Отрывок -
□ □ □ □ □ □ □
Итак, предлагать читателю образы, мысли и чувства преломленными через некую призму – конкретное воспринимающее сознание. Сейчас это называется «повествованием, организованным точкой зрения персонажа», «слитным повествованием». «Путь литературы XIX—XX вв. – путь от субъективности автора к субъективности персонажа»[369]
, – констатирует современный исследователь. Постепенно складываясь в русской прозе, именно через Чехова этот прием – повествование «в тоне» и «в духе» персонажей[370] – обогатил прозу XX века.Претензия Боборыкина на приоритет в новаторстве и обоснованна, и нет.
Если открыть почти любую страницу его поздних романов, нельзя не заметить обилия кавычек – указаний на цитаты из мыслей и высказываний героев.
«Купчиной» он себя не считал, а признавал себя практиком из крестьян, «с идеями».
Серафима умоляла его не «виниться первому»; он ее успокаивал, предоставил ей «уладить все».
Да, он почти пугался того, как эта женщина «захлеснула» его.
□ □ □ □ □ □ □
Сохранённые данные -
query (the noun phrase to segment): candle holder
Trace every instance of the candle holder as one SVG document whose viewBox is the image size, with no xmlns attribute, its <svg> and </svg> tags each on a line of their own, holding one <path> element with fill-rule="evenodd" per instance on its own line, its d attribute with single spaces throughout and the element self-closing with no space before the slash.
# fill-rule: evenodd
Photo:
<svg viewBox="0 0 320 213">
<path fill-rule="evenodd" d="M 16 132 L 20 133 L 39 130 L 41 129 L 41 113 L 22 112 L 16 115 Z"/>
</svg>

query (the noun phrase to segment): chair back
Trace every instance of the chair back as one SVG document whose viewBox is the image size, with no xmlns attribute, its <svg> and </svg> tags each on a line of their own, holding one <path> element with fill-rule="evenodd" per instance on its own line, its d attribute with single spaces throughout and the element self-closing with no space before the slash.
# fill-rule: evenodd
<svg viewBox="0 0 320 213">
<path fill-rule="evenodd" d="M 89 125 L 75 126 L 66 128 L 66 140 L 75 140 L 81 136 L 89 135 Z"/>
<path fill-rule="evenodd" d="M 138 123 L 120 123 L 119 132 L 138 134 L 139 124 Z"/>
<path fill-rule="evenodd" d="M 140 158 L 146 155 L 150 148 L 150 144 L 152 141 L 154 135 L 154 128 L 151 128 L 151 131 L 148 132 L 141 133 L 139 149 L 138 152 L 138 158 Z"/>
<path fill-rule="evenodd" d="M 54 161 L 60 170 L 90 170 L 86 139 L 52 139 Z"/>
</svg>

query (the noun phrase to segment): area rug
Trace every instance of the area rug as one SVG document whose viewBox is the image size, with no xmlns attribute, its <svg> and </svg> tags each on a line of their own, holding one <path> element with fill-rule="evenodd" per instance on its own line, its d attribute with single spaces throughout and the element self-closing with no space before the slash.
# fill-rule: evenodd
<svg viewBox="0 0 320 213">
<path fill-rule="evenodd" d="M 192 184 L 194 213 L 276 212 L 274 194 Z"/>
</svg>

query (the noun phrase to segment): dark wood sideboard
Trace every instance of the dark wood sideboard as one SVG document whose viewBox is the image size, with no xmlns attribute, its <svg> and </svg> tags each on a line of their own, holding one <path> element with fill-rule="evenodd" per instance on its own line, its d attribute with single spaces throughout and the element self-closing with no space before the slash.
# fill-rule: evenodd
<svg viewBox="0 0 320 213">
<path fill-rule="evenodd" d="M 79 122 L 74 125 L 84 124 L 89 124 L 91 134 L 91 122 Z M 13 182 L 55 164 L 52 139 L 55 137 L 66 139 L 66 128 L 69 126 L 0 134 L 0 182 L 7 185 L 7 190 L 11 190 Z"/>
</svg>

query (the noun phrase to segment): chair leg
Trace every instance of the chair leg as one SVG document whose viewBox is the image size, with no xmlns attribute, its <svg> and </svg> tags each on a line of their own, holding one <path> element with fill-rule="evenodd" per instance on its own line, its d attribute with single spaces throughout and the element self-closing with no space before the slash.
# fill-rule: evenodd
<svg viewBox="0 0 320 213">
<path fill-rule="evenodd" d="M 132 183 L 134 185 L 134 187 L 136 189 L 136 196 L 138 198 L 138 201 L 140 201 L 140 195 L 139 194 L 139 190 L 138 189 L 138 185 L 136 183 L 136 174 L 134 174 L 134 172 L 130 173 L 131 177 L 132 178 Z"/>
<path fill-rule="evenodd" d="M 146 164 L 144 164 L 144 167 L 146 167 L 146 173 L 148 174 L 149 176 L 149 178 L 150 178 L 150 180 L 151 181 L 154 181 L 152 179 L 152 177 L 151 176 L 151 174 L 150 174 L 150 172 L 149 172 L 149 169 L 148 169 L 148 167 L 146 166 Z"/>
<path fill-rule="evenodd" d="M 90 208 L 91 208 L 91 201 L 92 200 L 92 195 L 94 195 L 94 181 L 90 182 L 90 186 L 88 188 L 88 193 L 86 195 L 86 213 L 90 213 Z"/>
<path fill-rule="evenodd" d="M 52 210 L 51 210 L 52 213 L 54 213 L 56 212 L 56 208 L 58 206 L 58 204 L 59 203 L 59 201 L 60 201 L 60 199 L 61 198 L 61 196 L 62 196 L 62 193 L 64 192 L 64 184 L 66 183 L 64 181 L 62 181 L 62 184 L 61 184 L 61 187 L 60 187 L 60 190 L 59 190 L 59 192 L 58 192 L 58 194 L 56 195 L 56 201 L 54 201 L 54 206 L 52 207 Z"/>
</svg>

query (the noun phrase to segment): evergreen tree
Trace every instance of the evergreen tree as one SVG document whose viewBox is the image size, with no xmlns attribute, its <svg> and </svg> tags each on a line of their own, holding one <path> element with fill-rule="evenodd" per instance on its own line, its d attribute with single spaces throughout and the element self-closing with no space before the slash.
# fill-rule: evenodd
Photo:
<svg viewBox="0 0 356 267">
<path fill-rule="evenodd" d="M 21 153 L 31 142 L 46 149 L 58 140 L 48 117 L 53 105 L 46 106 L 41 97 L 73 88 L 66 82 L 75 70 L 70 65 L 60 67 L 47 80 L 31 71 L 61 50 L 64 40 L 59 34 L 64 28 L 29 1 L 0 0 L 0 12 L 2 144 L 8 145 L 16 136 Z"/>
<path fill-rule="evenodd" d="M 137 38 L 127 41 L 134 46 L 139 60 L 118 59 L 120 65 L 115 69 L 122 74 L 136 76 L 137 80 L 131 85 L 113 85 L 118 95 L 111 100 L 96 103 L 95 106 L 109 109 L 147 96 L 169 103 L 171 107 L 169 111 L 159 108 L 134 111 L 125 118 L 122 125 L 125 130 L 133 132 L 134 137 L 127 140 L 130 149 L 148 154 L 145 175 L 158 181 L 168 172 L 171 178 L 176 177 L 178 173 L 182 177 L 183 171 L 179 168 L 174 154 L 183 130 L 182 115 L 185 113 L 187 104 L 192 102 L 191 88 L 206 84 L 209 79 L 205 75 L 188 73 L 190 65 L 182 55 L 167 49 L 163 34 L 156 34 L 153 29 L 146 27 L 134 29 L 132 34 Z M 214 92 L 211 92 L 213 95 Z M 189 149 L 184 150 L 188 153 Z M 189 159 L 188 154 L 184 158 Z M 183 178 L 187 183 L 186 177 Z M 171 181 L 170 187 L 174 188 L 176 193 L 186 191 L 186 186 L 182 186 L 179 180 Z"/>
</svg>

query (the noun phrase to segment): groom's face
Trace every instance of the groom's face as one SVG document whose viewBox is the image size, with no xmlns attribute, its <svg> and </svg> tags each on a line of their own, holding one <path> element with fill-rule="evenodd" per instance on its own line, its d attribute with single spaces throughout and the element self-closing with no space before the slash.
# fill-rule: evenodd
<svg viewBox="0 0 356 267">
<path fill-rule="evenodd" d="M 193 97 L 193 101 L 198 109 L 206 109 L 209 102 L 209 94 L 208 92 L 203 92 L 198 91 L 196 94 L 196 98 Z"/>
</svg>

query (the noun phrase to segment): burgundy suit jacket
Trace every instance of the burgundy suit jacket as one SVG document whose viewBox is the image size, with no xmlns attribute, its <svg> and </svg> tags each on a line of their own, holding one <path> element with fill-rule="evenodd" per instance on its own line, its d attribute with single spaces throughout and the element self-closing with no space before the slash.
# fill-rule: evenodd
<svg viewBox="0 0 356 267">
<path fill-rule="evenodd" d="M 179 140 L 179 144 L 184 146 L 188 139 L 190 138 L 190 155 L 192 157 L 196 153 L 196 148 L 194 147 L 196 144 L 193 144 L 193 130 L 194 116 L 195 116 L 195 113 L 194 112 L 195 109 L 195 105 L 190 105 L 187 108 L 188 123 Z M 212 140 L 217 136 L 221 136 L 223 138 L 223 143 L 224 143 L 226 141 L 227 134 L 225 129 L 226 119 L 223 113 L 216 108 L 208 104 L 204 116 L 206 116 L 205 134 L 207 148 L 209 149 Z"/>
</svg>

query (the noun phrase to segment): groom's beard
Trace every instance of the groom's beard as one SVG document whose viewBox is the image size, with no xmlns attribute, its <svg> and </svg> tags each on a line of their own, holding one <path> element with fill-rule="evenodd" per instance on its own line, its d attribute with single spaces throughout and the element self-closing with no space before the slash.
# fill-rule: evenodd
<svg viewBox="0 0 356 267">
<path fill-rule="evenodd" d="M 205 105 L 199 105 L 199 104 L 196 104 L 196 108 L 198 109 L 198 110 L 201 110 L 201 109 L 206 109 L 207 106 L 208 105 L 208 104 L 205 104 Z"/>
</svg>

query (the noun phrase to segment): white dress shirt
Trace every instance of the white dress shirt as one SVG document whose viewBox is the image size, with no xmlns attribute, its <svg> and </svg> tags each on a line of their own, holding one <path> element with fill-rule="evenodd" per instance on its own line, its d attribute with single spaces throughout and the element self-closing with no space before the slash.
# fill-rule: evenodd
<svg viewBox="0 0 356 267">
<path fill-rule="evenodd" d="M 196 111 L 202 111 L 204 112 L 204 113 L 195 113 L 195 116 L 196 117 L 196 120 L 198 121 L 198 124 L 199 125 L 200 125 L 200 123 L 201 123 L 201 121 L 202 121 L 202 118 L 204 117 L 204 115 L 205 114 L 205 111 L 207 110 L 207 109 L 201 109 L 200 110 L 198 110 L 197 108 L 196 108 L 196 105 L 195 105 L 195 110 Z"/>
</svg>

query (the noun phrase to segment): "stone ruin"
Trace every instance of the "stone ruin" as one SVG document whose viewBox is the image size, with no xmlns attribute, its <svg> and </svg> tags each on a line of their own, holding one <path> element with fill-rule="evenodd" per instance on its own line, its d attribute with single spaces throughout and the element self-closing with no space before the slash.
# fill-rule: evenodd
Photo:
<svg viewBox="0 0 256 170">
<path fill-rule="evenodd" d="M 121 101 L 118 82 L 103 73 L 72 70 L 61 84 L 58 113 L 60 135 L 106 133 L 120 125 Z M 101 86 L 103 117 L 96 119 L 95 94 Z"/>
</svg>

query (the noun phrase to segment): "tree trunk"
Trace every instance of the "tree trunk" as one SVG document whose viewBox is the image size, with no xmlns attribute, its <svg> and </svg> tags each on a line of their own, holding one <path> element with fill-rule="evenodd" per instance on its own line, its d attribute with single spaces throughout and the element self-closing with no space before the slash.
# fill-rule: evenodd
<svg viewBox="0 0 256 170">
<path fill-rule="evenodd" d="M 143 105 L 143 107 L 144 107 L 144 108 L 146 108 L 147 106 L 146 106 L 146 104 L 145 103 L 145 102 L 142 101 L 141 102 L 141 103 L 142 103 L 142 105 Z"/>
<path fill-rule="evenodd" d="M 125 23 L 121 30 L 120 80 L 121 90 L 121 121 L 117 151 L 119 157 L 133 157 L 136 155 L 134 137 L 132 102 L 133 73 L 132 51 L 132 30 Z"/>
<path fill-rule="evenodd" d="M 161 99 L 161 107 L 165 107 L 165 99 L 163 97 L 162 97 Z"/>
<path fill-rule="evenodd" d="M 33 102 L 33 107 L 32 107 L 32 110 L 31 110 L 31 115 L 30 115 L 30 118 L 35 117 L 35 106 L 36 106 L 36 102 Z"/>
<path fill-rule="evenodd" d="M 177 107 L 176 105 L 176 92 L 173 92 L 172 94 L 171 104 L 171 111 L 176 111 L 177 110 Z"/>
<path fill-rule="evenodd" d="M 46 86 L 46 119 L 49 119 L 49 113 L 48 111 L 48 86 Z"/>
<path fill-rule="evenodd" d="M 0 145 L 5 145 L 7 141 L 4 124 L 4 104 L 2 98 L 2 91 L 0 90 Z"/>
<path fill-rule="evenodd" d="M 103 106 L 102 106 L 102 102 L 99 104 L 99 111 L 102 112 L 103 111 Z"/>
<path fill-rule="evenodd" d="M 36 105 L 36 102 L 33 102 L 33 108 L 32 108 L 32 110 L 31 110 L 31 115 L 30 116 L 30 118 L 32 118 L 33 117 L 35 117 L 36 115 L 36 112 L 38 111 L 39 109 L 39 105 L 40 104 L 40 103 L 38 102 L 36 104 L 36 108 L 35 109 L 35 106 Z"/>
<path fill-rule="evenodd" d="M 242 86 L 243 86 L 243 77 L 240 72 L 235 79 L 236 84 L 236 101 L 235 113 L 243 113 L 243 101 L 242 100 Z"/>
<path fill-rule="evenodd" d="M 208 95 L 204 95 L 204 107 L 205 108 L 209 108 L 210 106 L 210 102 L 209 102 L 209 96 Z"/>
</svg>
□ □ □ □ □ □ □
Цель задания -
Воспроизведите целиком, без единого изменения, отрывок о повествовании с точки зрения персонажа.

Ответ к заданию -
Итак, предлагать читателю образы, мысли и чувства преломленными через некую призму – конкретное воспринимающее сознание. Сейчас это называется «повествованием, организованным точкой зрения персонажа», «слитным повествованием». «Путь литературы XIX—XX вв. – путь от субъективности автора к субъективности персонажа»[369]
, – констатирует современный исследователь. Постепенно складываясь в русской прозе, именно через Чехова этот прием – повествование «в тоне» и «в духе» персонажей[370] – обогатил прозу XX века.Претензия Боборыкина на приоритет в новаторстве и обоснованна, и нет.
Если открыть почти любую страницу его поздних романов, нельзя не заметить обилия кавычек – указаний на цитаты из мыслей и высказываний героев.
«Купчиной» он себя не считал, а признавал себя практиком из крестьян, «с идеями».
Серафима умоляла его не «виниться первому»; он ее успокаивал, предоставил ей «уладить все».
Да, он почти пугался того, как эта женщина «захлеснула» его.